What is needed: The tail of the records, from the line containing "Give the service" through the final line, should be printed exactly and on its own.

Point localization data

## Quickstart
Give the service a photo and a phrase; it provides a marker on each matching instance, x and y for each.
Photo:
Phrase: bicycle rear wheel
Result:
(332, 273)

Solved problem:
Give the service a photo and a phrase; it provides a marker on each matching instance, x and y for each.
Photo:
Phrase: bicycle rear wheel
Result:
(332, 273)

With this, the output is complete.